WHAT IS EXPECTED ::
A word-for-word retyping of the listing below is required, with the pictures dropped.

DATASET RECORDS Block Start

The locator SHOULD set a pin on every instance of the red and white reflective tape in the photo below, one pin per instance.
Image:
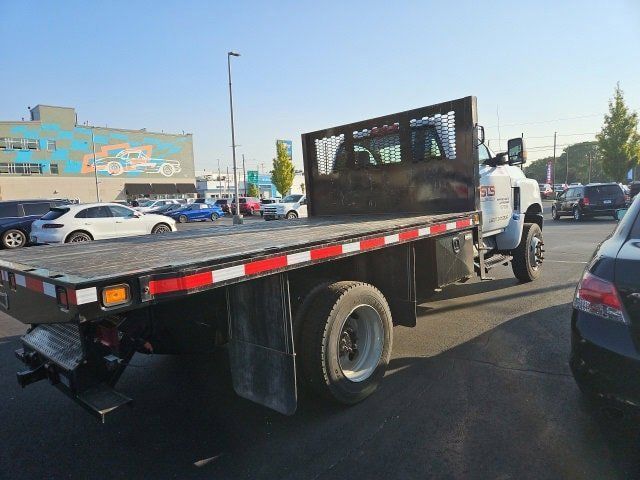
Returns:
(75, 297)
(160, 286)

DATASET RECORDS Block End

ANSWER TO THE PROBLEM ::
The locator SHOULD set a pin on every instance of the red and white reflective tape in the photo below, one pin per instance.
Image:
Returns:
(75, 297)
(160, 286)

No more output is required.